▶ **Quoted passage**:
# Janacek?



## Manok (Aug 29, 2011)

One of the composers that I find myself listening to frequently is Leos Janacek and was wondering if anyone around here listens to his music as well?


----------



## GoneBaroque (Jun 16, 2011)

I have some of his Operas, Jenufa, The Markopolus Affair and The Cunning Little Vixen and I am extremely fond of The Glagolitic Mass.


----------



## Oskaar (Mar 17, 2011)

Yes, I am just starting to listen to him. (It means I have categorisized some of his works in my database with links to spotify.) But I see that I have not listened to complete works yet. But I will tonight.


----------



## Oskaar (Mar 17, 2011)

I will listen to these works on spotify:

Janácek: Violin Concerto "Pilgrimage of the Soul" JW 9/10
Absolutely wonderful violin! Trolly and a little rough. But very sensitive. The sound is excellent. (I think ... The previous listening had lousy sound, so this seems obviously better to my ears). Very exciting concert! Janacek is really worth exploring.

Janácek: Srting Quartet No 1 JW 7/8
Even better sound! Very good! Everything! The trio (or quartet...I am confused) itself is very imaginative and varied, and the good sound and the excellent performance creates an incredibly nerve!

Janácek: String Quartet No. 2 "Intimate Letters" JW 7/13
Again, very good sound. And superior performance. This and the previous quartet is full of imagination and playfulness. They must be a pleasure to play for the performers! They really give room for artistic expression.

And I will let you know what I think.


----------



## jalex (Aug 21, 2011)

String Quartets and Glagolithic Mass are brilliant. Piano works are very respectable. Sinfonietta is also a good listen. I have Taras Bulba lying around somewhere but I haven't listened to it yet.


----------



## Manok (Aug 29, 2011)

Taurus is one of my favorites by Janacek, so I'd reccomend that along with the glaigothic mass for those wondering what to listen to first.


----------



## Tapkaara (Apr 18, 2006)

The Glagolitic Mass s much enjoyed. I like Sinfonietta. About two years ago I heard one of his quartets called "Intimate Letters" on the radio. It was EXCELLENT. I've wanted to get a recording of it for a while.

▶ **Written instruction 1**:
List every distinct username that posts in the Janacek forum thread.
▶ **Written instruction 2**:
Reproduce the part of the Janacek forum thread that opens with the words containing "Janácek: Srting Quartet" and closes with "for artistic expression.".
The data that follow have no connection to the Janacek forum thread.

▶ **Provided records**:
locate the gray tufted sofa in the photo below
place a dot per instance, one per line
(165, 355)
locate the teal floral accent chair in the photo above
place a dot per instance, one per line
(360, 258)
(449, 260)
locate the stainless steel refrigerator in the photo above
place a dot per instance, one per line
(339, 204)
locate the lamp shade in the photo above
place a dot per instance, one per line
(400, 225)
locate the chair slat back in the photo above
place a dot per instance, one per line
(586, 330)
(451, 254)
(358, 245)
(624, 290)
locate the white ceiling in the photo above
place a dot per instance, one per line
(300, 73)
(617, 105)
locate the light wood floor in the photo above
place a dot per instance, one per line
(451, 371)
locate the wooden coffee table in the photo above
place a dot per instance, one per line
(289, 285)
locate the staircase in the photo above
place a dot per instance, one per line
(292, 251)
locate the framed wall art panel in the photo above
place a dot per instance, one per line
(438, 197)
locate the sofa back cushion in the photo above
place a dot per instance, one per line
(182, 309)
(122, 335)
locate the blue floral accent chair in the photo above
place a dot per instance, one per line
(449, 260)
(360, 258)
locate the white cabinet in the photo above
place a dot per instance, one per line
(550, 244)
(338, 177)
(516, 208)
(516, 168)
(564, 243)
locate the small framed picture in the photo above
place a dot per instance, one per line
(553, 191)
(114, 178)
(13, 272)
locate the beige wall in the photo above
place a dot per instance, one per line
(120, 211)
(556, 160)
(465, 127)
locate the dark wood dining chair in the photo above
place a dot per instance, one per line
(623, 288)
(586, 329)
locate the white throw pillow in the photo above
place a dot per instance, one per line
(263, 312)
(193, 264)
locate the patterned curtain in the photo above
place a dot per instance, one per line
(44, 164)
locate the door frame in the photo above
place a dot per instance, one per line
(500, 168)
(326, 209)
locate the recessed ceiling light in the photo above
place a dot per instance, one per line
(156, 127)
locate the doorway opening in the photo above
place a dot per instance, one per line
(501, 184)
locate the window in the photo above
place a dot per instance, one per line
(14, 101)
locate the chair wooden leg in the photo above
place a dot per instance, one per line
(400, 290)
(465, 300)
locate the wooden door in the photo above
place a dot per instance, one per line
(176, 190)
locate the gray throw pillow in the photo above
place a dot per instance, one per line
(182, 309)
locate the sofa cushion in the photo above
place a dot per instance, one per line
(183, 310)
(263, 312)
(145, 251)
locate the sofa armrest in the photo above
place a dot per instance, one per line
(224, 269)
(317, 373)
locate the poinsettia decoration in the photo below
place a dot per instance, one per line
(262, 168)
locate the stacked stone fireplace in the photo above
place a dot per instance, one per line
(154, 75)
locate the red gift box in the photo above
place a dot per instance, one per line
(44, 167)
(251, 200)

▶ **Exercise result 1**:
Manok, GoneBaroque, Oskaar, jalex, Tapkaara

▶ **Exercise result 2**:
Janácek: Srting Quartet No 1 JW 7/8
Even better sound! Very good! Everything! The trio (or quartet...I am confused) itself is very imaginative and varied, and the good sound and the excellent performance creates an incredibly nerve!

Janácek: String Quartet No. 2 "Intimate Letters" JW 7/13
Again, very good sound. And superior performance. This and the previous quartet is full of imagination and playfulness. They must be a pleasure to play for the performers! They really give room for artistic expression.